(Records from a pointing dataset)
▬▬▬▬▬▬

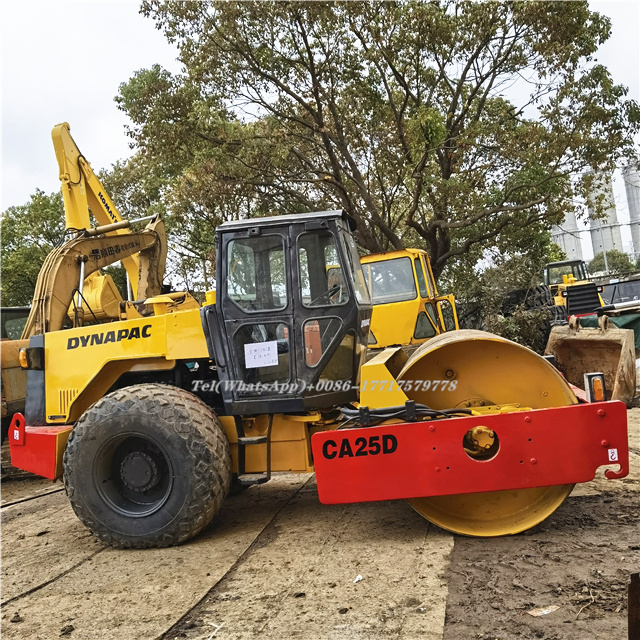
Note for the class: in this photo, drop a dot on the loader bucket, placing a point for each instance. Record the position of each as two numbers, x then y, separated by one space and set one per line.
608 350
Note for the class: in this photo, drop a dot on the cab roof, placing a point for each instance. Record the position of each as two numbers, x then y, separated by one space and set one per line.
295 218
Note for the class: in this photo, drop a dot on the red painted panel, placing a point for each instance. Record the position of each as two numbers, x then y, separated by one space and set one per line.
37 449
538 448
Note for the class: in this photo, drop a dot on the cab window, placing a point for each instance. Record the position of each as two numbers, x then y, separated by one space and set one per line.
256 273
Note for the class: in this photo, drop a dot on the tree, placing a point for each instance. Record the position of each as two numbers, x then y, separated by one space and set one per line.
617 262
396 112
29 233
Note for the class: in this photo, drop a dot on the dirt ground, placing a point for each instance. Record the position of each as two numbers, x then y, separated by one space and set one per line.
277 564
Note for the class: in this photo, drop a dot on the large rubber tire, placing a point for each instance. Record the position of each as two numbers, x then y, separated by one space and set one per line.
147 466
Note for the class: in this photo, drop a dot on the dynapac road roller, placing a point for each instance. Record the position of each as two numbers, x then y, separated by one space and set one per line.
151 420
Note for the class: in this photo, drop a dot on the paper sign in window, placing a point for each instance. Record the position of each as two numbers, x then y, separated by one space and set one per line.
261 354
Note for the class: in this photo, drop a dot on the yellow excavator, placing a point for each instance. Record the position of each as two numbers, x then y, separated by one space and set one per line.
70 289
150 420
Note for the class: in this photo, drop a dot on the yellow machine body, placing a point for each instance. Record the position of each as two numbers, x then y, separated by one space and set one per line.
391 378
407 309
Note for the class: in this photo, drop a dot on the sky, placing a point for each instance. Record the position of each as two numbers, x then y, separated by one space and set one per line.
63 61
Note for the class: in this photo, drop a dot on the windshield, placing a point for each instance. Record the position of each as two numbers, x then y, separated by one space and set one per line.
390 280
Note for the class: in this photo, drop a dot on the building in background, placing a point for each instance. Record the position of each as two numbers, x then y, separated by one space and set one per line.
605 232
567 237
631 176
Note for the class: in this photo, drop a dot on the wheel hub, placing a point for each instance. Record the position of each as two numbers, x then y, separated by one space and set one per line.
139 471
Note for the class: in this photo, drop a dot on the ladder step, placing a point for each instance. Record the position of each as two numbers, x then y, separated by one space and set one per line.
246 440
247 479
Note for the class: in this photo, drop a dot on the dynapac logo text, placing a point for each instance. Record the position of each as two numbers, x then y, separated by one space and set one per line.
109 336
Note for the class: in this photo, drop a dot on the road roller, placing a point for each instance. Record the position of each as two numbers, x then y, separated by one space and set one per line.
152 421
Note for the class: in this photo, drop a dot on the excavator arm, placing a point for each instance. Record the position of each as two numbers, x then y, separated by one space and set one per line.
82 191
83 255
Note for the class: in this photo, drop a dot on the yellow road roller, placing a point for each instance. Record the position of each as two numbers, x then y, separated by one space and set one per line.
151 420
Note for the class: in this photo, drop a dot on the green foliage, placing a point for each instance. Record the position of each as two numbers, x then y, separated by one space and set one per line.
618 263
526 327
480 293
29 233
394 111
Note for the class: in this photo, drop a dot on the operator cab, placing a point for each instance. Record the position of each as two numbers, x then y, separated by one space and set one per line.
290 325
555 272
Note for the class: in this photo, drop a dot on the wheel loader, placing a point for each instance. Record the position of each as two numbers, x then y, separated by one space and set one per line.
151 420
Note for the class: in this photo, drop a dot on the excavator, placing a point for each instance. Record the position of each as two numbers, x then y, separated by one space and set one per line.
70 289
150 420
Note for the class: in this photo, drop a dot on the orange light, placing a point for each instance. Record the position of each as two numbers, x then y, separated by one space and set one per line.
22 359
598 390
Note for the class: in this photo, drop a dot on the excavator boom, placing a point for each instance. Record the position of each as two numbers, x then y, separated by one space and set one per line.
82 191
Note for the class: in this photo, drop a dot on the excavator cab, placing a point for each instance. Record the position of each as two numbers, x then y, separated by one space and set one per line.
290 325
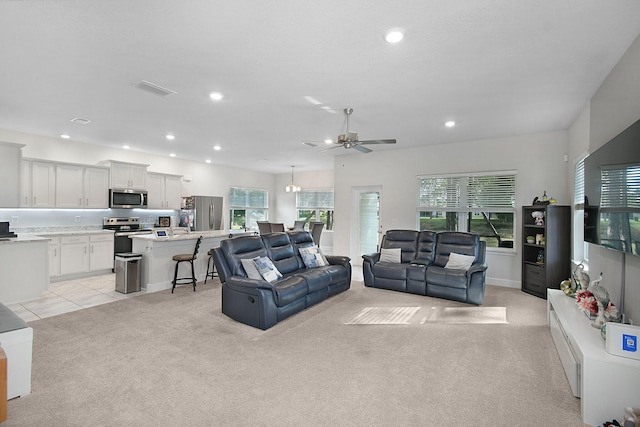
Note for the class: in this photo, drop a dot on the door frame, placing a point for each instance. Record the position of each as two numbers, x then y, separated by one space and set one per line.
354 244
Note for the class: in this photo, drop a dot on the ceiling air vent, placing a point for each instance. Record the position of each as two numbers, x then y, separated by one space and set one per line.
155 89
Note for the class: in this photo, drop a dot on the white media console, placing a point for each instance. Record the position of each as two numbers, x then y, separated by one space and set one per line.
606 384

▬▬▬▬▬▬

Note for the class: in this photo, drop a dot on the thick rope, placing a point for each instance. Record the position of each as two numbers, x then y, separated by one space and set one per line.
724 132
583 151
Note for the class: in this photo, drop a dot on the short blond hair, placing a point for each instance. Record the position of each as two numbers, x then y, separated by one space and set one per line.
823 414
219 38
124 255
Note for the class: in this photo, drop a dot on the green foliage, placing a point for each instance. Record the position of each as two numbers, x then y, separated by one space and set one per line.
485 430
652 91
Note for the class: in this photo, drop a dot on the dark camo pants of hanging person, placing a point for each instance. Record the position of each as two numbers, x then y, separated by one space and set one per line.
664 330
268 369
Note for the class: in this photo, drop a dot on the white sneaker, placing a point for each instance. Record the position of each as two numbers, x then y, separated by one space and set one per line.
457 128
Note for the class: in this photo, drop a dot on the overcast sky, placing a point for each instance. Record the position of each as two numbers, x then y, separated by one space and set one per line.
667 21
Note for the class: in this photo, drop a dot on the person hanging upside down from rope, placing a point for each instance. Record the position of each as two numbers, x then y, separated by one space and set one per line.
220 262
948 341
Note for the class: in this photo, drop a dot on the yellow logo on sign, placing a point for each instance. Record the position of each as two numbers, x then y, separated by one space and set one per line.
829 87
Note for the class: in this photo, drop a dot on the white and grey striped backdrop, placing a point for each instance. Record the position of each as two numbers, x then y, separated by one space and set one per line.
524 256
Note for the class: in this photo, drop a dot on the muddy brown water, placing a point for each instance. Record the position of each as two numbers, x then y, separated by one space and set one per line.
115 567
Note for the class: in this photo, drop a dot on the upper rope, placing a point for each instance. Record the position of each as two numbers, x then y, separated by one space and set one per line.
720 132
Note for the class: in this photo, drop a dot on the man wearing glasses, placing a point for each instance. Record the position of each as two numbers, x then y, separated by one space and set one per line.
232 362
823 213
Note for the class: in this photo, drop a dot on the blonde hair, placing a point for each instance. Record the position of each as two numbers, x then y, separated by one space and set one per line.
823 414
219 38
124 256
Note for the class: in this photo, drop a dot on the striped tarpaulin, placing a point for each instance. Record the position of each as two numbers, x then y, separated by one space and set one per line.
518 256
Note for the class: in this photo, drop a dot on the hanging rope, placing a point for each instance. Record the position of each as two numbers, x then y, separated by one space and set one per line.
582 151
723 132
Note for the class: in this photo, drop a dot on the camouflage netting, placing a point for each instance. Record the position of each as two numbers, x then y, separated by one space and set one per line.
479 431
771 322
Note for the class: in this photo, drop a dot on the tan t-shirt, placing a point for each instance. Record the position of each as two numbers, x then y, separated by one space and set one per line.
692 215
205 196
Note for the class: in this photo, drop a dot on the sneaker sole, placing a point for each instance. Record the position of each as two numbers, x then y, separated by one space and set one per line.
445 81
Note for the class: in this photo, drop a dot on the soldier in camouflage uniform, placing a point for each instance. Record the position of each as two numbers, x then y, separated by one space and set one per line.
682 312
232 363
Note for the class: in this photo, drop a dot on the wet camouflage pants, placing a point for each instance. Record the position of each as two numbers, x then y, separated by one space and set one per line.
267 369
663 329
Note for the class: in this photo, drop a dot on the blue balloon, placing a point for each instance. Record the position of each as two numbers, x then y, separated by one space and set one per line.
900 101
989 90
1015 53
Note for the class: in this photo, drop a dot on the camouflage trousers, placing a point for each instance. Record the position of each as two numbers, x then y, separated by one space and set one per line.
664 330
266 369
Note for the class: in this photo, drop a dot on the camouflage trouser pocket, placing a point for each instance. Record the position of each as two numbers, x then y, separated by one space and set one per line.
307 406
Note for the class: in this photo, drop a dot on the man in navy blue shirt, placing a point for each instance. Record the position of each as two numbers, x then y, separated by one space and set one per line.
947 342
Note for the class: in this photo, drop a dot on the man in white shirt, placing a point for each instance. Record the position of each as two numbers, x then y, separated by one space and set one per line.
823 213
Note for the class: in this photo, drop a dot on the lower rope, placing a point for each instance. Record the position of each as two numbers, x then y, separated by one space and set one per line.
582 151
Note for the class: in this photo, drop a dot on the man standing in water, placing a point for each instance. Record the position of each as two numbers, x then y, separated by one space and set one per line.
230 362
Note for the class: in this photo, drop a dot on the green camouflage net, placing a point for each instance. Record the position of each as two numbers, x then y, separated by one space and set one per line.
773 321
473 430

▬▬▬▬▬▬

* **Written request**
Show each line of the items above that contains the string "hanging".

* **Task output**
Note for the class: in this photo, drop a dot on the dark camo pants of hanging person, placing a point for each instance. Record the position of each as two numbers, x then y, separated by one space and set one per line.
Note for the class: in this photo, drop a dot on the person hanging upside down from rope, placing a point for each instance. Record the position of each as two numbers, x then y, separated by one space and set one per line.
Note for the class: in this photo, drop a dot on the hanging rope, placing a point for each instance. Record the position of each as two numbers, x then y, separated by one space and set one per line.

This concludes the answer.